Goal
Answer these questions from the case text below:
(a) How many legal documents does Counsel Stack say it offers free access to?
(b) In which county was the Supreme Court order entered?
(c) On what date was that order entered?

Excerpt to read
=====

Cassanova v. General Cinema Corp. of New York, Inc.
This text of 237 A.D.2d 155 (Cassanova v. General Cinema Corp. of New York, Inc.) is published on Counsel Stack Legal Research, covering Appellate Division of the Supreme Court of the State of New York primary law. Counsel Stack provides free access to over 12 million legal documents including statutes, case law, regulations, and constitutions.
Opinion
Order, Supreme Court, Bronx County (Barry Salman, J.), entered January 23, 1996, which granted defendant’s motion for summary judgment dismissing the complaint, unanimously affirmed, without costs.

=====

Material

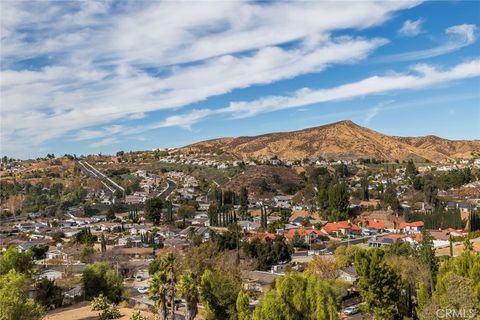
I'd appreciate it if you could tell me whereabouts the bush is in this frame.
[90,294,122,320]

=====

Task output
(a) Over 12 million
(b) Bronx County
(c) January 23, 1996